─── Exercise passage ───
Interpreting Regression Models: Why It Matters Whether You Include a Mediator
In Parkinson’s research, and really in all biomedical science, we often use multivariable regression to estimate the association between an exposure (e.g., physical activity, sleep, social isolation) and an outcome (e.g., cognitive decline, quality of life, motor symptoms).
But how we interpret those models depends critically on whether covariates are confounders or mediators.
Confounder: A variable that influences both the exposure and the outcome but is not part of the causal pathway.
Failing to adjust for a confounder leaves an open “backdoor path” between the exposure and outcome, leading to a spurious association.
Example 1: Matches and lung cancer.
Carrying matches (exposure) is associated with lung cancer (outcome)—but only because of their shared relationship with smoking. Smoking is the true confounder. Once you adjust for smoking, the matches-lung cancer association disappears.
Example 2: Physical activity → cognitive decline.
Age is a classic confounder: older adults tend to be less active and experience more cognitive decline. Age affects both variables but isn’t on the pathway from activity to cognition. If you observe an association between activity and cognition without adjusting for age, you can’t distinguish whether it reflects a real effect or just age’s influence. Once you adjust for age, you’re estimating the independent effect of physical activity.
So what happens when you include a confounder in your model?
- Without the confounder: you’re estimating a biased effect
- With the confounder: you’re estimating an unbiased effect, independent of that confounder
Mediator: A variable that lies on the causal pathway between the exposure and outcome.
Example: Physical activity may improve sleep quality, which in turn benefits cognitive health. Here, sleep is a mediator of the activity–cognition relationship. Physical activity may also affect cognition through other mechanisms (e.g., cardiovascular health, neuroplasticity, epigenetics).
So what happens when you include a mediator?
─── Data under study ───
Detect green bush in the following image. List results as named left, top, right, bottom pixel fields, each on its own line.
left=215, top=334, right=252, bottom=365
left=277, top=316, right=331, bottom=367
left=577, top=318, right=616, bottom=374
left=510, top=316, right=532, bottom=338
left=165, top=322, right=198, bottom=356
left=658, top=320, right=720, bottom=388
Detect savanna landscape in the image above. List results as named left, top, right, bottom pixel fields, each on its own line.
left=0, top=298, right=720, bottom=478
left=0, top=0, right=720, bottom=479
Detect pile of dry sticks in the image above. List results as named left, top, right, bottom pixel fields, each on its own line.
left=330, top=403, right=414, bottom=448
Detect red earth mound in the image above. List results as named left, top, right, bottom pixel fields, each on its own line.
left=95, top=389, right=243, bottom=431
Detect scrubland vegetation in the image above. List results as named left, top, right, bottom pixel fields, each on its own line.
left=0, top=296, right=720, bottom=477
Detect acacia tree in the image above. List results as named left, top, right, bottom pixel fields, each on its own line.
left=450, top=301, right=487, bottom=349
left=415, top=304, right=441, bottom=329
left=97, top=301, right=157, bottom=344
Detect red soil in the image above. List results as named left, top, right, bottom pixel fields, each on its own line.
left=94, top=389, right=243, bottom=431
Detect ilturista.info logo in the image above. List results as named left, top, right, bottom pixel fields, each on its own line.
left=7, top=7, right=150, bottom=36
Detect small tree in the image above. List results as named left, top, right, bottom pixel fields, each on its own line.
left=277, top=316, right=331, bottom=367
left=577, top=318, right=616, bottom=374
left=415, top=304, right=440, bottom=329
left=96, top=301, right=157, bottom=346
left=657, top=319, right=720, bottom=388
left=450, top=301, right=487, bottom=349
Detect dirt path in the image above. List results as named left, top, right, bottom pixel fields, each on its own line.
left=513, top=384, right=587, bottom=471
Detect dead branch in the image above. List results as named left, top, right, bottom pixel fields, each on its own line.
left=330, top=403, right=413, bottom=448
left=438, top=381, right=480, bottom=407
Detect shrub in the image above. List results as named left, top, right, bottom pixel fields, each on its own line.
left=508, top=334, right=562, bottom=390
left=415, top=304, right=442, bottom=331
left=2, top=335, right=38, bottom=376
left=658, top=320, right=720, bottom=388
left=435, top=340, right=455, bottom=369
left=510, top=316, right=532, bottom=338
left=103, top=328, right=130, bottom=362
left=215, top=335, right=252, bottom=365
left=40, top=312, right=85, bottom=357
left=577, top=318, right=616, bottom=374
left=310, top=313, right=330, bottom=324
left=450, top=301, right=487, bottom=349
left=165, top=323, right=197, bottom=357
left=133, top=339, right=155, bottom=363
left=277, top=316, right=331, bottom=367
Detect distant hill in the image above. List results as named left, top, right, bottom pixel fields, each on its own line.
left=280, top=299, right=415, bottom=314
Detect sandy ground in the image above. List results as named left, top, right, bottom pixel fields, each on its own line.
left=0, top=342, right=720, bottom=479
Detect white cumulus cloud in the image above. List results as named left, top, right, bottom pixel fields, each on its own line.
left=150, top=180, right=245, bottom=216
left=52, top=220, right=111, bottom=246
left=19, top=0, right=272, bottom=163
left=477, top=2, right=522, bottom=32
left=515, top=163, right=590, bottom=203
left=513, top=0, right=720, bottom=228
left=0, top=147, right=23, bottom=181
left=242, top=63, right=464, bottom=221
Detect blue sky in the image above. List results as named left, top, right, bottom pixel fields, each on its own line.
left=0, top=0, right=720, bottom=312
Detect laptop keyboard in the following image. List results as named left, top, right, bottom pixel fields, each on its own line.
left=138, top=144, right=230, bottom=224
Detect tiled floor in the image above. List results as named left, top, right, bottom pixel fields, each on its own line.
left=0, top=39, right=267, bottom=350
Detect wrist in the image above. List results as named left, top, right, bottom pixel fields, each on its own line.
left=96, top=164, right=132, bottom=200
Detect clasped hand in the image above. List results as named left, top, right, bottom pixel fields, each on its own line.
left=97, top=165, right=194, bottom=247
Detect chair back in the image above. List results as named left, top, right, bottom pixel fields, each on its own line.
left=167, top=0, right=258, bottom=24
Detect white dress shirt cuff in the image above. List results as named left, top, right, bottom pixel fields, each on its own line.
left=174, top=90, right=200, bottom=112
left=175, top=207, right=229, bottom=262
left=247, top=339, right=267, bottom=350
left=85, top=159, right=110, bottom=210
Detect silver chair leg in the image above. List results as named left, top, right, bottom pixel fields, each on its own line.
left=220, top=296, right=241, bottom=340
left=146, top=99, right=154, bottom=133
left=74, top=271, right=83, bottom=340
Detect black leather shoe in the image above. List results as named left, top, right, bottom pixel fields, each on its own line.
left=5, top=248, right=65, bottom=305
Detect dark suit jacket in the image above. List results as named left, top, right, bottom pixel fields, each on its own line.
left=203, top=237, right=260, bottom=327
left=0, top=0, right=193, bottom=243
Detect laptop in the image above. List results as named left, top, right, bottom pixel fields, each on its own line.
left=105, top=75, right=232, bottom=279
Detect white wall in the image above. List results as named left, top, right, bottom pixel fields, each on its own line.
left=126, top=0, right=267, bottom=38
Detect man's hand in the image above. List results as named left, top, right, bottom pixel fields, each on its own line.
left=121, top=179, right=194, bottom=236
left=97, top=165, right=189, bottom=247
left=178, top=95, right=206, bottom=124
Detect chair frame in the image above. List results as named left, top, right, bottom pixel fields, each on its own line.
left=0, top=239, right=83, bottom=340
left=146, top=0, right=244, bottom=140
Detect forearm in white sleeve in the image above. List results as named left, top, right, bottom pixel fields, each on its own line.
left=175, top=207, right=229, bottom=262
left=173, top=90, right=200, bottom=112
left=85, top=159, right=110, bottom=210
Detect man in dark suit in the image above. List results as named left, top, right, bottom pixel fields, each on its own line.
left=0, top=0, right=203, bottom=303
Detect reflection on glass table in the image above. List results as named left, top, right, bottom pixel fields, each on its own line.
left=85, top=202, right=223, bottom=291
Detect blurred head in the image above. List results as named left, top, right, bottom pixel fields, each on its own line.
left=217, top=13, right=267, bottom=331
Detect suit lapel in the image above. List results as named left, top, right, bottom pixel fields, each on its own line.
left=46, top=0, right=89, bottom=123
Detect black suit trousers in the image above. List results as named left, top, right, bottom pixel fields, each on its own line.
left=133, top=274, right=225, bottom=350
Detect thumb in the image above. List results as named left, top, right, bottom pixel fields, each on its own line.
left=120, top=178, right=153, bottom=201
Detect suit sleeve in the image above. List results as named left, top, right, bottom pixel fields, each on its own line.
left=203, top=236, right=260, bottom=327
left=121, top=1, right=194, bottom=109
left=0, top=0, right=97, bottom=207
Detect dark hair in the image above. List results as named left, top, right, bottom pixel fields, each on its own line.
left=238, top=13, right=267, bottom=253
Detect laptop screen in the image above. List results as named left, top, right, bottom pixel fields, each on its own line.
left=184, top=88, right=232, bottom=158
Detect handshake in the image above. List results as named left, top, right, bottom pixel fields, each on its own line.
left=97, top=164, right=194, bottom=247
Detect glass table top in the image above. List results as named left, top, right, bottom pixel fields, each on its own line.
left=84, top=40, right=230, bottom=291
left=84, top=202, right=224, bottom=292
───
### Parts of the exercise
• 1. Swap "lung cancer" for "heart disease" and reproduce the regression article from "But how we interpret" up to and including "activity → cognitive decline.".
• 2. Summarize the regression article in two sentences.
• 3. Continue the regression article from the point where it stops.
This listing was drawn from a separate source and is unrelated to the regression article.

### Numbered answers
• 1.
But how we interpret those models depends critically on whether covariates are confounders or mediators.
Confounder: A variable that influences both the exposure and the outcome but is not part of the causal pathway.
Failing to adjust for a confounder leaves an open “backdoor path” between the exposure and outcome, leading to a spurious association.
Example 1: Matches and heart disease.
Carrying matches (exposure) is associated with heart disease (outcome)—but only because of their shared relationship with smoking. Smoking is the true confounder. Once you adjust for smoking, the matches-heart disease association disappears.
Example 2: Physical activity → cognitive decline.

• 2. How regression models in biomedical research are interpreted depends critically on whether a covariate is a confounder, which influences both exposure and outcome without lying on the causal pathway, or a mediator, which lies on that pathway. Leaving out a confounder such as age yields a biased estimate of an exposure's effect, while adjusting for it gives an unbiased estimate independent of that confounder.

• 3.
- Without the mediator: you’re estimating the total effect of the exposure
- With the mediator: you’re estimating the direct effect—the effect of the exposure excluding the path through the mediator
In our example, including both physical activity and sleep in the model will “block” part of the true impact of activity on cognition. The coefficient for activity will now only reflect its influence not through sleep, potentially underestimating its full effect.
Why this matters
If your goal is to understand the overall benefit of an exposure (like exercise), avoid adjusting for mediators.
If your goal is to understand how the effect happens, mediation analysis can help estimate the direct and indirect components.
But wait—how do you know whether something is a confounder or mediator?
Here’s the catch: statistically, they can look the same in a model.
This is why black-box or “kitchen-sink” approaches (throwing in all possible covariates) can backfire. While this might help reduce confounding, it can also remove meaningful mediated effects—and potentially distort your findings.
Instead: think causally.
Build a conceptual model or draw a directed acyclic graph (DAG) to map the relationships among your exposure, outcome, and covariates. Knowing the role of each variable allows you to build better models and tell a clearer scientific story.
Would love to hear how others in Parkinson’s research think about this—especially for topics like motor vs cognitive symptoms, exercise, inflammation, or neuropsychiatric symptoms. Let’s discuss!